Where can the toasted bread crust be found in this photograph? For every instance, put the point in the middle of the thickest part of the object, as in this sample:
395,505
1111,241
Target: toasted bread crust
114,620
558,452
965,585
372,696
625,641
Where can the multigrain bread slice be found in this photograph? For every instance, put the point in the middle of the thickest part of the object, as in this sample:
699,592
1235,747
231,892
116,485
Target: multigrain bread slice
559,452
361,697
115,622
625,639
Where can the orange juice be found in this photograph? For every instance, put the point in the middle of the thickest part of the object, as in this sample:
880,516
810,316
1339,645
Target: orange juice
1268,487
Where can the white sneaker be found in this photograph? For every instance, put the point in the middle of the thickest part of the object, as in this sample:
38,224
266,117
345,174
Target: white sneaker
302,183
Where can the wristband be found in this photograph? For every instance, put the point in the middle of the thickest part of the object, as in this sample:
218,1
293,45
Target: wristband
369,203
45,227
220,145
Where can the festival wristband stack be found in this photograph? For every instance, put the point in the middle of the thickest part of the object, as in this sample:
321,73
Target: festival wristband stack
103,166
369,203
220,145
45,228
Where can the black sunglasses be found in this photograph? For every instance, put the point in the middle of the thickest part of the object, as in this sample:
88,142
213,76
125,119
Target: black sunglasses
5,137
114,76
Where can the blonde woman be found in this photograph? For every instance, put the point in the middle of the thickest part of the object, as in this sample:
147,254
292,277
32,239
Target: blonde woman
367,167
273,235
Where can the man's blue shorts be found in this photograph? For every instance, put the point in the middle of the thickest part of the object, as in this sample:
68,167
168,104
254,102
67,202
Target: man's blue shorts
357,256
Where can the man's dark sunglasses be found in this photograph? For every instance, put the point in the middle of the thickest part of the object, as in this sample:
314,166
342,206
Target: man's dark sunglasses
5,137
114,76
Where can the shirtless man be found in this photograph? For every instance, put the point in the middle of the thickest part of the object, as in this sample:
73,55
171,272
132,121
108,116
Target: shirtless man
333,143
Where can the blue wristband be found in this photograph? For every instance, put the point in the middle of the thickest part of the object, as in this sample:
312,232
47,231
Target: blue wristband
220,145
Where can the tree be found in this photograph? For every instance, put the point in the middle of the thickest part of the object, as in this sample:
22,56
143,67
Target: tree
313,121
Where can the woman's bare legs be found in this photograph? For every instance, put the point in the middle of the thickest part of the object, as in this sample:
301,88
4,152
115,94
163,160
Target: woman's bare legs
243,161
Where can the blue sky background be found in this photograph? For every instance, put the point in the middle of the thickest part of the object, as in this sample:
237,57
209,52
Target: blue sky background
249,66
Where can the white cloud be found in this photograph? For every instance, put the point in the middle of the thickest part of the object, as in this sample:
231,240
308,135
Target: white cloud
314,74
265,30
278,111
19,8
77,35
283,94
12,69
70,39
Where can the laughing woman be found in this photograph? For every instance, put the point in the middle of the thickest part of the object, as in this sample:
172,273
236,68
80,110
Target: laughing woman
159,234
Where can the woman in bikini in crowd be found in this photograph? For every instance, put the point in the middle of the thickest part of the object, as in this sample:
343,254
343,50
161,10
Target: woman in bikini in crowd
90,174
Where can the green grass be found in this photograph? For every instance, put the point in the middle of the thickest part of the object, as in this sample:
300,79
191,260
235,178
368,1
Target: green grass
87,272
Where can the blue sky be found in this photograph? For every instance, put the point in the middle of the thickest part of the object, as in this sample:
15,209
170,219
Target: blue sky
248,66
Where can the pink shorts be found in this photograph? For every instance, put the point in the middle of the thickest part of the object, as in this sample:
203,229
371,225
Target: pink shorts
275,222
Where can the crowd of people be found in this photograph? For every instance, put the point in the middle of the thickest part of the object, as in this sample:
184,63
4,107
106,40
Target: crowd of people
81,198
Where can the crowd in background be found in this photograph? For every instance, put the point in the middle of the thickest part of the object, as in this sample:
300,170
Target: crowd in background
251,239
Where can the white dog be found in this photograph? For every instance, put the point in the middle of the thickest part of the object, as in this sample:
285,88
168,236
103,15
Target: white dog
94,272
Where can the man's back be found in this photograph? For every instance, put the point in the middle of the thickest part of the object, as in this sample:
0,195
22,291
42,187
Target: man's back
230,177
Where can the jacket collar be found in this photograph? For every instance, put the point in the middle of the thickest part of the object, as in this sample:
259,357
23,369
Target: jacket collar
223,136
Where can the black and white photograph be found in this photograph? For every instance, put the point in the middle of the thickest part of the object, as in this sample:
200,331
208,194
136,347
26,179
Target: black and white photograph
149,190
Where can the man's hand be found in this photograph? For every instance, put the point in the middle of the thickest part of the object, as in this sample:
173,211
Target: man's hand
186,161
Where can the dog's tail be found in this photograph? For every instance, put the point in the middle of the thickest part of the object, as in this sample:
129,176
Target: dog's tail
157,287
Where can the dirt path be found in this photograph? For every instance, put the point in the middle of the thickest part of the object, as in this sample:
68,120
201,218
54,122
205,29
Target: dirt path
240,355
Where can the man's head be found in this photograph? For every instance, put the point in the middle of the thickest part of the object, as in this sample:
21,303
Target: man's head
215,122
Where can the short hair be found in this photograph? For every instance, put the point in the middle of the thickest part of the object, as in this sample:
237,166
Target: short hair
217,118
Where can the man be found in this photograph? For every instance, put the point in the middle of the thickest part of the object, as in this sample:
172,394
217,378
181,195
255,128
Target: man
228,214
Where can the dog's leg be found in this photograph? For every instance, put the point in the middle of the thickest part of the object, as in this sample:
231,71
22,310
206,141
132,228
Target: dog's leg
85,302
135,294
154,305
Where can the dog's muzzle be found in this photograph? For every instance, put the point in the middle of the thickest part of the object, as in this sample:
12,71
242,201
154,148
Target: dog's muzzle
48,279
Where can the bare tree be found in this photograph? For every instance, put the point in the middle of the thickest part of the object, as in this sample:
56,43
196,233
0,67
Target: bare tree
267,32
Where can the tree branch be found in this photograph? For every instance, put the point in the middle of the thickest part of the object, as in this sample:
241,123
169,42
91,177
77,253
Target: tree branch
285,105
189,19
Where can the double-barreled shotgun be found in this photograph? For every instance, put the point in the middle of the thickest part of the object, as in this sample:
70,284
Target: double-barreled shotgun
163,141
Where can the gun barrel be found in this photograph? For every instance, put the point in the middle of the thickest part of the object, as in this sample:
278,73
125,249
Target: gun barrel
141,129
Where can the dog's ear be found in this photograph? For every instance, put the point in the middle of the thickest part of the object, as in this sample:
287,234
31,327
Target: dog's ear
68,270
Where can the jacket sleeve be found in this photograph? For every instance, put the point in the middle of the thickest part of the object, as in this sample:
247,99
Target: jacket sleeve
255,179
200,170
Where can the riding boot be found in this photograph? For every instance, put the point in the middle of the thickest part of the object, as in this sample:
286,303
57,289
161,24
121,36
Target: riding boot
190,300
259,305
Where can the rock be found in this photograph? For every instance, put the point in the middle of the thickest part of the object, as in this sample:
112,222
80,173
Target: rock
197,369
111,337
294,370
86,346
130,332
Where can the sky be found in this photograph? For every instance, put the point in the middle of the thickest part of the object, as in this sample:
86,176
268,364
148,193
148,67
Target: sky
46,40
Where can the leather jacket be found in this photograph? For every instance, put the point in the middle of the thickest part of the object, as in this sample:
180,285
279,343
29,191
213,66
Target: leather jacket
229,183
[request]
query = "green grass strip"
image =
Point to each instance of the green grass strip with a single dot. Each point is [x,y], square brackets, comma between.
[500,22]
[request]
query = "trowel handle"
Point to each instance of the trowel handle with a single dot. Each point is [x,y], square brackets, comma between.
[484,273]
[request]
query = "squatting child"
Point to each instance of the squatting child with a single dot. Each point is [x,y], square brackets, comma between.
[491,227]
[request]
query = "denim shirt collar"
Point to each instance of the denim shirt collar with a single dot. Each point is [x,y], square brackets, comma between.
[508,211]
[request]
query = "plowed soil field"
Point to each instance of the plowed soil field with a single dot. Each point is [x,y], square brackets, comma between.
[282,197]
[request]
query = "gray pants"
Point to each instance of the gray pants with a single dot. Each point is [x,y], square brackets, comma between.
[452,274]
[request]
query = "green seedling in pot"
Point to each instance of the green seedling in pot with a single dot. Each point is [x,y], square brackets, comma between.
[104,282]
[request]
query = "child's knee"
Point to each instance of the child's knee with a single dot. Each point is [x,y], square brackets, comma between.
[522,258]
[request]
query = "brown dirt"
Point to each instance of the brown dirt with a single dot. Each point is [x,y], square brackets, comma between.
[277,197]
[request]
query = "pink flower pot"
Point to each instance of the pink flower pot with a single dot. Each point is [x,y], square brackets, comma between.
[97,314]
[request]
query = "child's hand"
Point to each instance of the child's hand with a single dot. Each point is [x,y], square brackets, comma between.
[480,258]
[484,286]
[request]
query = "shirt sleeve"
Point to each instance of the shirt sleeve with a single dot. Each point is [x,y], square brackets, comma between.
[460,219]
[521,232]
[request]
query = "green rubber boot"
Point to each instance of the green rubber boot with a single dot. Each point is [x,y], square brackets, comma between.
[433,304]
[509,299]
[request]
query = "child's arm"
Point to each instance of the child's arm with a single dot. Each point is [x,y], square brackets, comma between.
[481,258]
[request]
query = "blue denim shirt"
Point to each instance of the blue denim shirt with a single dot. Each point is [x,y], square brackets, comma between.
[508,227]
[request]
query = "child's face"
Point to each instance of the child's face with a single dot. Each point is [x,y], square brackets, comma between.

WORK INSTRUCTION - With "face" as the word to match, copy each line of the records that has it.

SOLVED PROBLEM -
query = "child's face"
Point to each instance of the child's face with a single dot. Each point is [x,y], square brackets, comma between.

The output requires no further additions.